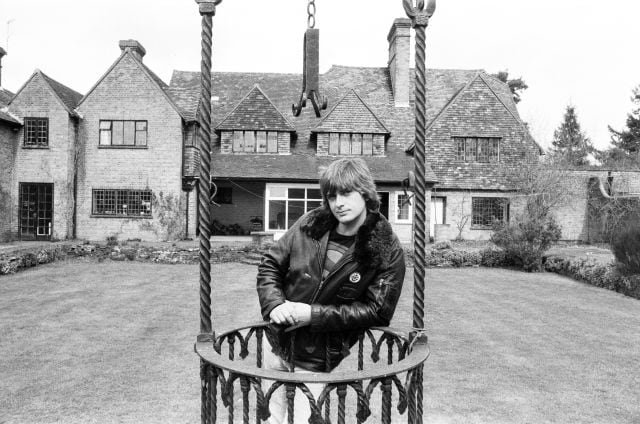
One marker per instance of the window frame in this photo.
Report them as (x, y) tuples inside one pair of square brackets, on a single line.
[(122, 145), (351, 144), (226, 199), (268, 197), (478, 149), (35, 120), (409, 219), (251, 144), (117, 195), (485, 224)]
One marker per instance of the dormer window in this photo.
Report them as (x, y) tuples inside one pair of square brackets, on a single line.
[(340, 133), (345, 144), (119, 133), (255, 126), (477, 149), (36, 132)]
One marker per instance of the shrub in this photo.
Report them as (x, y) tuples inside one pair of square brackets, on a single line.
[(29, 260), (526, 239), (606, 276), (492, 257), (625, 246), (112, 240)]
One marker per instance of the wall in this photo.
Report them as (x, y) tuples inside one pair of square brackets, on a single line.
[(573, 215), (8, 143), (127, 93), (46, 165), (458, 208)]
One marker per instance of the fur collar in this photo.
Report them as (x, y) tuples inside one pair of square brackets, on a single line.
[(374, 239)]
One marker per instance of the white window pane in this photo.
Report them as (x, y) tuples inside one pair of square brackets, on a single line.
[(105, 137), (129, 133), (277, 214), (278, 192), (118, 129)]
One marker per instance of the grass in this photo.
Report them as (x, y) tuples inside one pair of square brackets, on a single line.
[(87, 342)]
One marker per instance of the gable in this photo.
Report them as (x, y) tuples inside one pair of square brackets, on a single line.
[(37, 98), (40, 86), (128, 79), (255, 112), (351, 115), (5, 97), (476, 113)]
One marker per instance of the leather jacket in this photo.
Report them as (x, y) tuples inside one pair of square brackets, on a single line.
[(361, 291)]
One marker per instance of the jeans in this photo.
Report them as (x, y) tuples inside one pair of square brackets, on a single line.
[(278, 404)]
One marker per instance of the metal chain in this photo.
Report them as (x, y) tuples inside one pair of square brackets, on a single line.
[(311, 14)]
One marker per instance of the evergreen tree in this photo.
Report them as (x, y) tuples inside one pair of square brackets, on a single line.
[(516, 85), (628, 139), (570, 144)]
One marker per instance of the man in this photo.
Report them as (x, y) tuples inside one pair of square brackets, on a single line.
[(337, 271)]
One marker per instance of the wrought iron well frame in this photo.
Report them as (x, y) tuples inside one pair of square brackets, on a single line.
[(411, 349)]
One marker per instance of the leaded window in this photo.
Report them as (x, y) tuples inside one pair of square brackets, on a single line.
[(255, 142), (285, 204), (122, 203), (487, 210), (129, 133), (477, 149), (404, 207), (36, 132)]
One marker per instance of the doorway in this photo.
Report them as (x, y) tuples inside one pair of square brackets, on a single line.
[(36, 211)]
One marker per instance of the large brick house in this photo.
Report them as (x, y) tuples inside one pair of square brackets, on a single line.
[(265, 162), (131, 168), (9, 126), (42, 176), (122, 159)]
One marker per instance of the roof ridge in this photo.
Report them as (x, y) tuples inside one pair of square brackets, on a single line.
[(339, 102), (256, 87)]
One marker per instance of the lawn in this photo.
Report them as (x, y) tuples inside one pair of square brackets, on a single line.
[(85, 342)]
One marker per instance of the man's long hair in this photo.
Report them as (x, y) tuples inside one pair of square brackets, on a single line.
[(349, 174)]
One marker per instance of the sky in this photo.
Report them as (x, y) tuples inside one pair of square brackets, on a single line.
[(569, 52)]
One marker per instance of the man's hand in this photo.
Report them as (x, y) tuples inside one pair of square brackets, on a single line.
[(291, 313)]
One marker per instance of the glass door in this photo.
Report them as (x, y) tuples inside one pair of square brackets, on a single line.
[(36, 211)]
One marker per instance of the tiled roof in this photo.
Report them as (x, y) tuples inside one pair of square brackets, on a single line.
[(68, 96), (255, 112), (351, 115), (5, 96), (371, 85), (304, 167)]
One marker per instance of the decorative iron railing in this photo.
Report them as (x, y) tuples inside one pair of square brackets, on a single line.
[(387, 360)]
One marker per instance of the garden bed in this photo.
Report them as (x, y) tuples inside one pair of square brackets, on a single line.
[(590, 264)]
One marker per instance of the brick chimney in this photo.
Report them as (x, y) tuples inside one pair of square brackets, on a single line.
[(399, 44), (3, 52), (134, 47)]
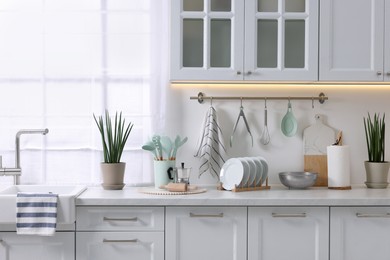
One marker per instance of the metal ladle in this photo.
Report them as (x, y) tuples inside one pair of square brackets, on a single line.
[(265, 138)]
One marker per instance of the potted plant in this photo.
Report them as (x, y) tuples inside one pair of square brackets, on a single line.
[(114, 136), (376, 167)]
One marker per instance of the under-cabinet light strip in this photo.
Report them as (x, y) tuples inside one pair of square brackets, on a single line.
[(201, 97)]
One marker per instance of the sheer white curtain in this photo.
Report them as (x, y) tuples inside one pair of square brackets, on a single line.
[(61, 61)]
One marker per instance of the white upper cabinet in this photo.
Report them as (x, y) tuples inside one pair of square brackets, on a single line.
[(281, 40), (244, 40), (352, 40), (207, 39)]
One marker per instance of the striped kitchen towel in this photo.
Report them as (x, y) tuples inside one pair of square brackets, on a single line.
[(36, 213), (210, 147)]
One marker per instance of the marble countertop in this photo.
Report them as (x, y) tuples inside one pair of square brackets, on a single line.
[(276, 196)]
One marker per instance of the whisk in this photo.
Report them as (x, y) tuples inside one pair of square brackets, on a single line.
[(265, 138)]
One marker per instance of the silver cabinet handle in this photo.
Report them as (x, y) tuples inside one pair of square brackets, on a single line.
[(373, 215), (120, 241), (220, 215), (289, 215), (120, 219)]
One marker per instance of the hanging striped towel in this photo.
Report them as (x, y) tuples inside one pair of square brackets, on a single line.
[(210, 147), (36, 213)]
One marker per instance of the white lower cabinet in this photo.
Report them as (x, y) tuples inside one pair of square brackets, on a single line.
[(206, 233), (285, 233), (120, 233), (22, 247), (360, 233), (120, 245)]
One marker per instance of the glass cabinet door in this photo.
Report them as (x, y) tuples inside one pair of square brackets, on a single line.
[(210, 39), (285, 41)]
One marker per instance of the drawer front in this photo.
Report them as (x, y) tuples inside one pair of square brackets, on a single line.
[(120, 219), (120, 245)]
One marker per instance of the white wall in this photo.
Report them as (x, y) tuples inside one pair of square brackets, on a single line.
[(345, 109)]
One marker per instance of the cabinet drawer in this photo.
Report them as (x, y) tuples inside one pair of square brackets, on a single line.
[(60, 246), (120, 218), (120, 245)]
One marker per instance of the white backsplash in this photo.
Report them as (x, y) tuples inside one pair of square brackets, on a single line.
[(345, 109)]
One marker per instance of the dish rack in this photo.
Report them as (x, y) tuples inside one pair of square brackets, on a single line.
[(248, 188)]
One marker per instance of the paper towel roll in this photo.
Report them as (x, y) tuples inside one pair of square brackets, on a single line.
[(339, 175)]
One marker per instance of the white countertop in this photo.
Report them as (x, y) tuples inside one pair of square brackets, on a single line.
[(276, 196)]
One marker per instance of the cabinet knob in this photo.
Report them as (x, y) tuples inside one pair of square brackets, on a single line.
[(120, 219), (193, 215), (373, 215), (120, 241)]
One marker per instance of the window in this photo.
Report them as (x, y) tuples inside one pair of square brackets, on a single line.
[(61, 61)]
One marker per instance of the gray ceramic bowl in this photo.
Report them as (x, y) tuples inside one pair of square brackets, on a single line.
[(298, 180)]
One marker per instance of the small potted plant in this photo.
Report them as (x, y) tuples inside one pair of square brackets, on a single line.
[(114, 136), (377, 168)]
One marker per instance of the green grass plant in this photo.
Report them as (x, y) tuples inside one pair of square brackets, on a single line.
[(114, 135), (375, 137)]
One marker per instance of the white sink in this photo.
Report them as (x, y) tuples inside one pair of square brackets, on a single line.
[(66, 207)]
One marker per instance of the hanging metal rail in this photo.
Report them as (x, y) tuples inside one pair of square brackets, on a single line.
[(201, 97)]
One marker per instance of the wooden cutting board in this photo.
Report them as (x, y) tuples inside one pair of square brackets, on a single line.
[(315, 139)]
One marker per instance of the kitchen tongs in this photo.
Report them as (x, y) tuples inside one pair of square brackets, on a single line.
[(241, 114)]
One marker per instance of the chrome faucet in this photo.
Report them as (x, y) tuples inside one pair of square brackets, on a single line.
[(17, 171)]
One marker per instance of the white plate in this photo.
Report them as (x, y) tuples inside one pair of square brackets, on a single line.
[(231, 173), (265, 169), (259, 170), (246, 176), (252, 171)]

----------------------------------------

Could you update the lines between the one holding "One marker per instance of the dish" and the one holding "[(298, 180)]", inclusive, replacing "on a single line" with "on one line" and keeping everything else the same, then give back only those lines?

### OUTPUT FOR THIS EXERCISE
One marker per instance of the dish rack in this photo.
Report them as (x, y) tuples inside one pair of square brackets, on one line.
[(248, 188)]
One marker per instance of the paper towel roll in this photo.
Report them as (x, y) tuples inside one pair of square brackets, on one line.
[(339, 175)]
One marker per instance of the white countertop in this photo.
Report them as (x, y) tuples inside one pair of square brackets, on one line.
[(276, 196)]
One marker per instance of the cabinet knob in this photo.
Report them as (x, y) tuples inside one pair of square brackets, on one line.
[(120, 219), (193, 215), (373, 215), (120, 241)]
One marker per instance of the window in this photo.
Report them as (x, y) tuples inside one pair of square brackets, on one line.
[(61, 61)]
One marker per instance of the gray ceramic bowl in this photo.
Report them as (x, y) tuples inside one pair of square brackets, on one line.
[(298, 180)]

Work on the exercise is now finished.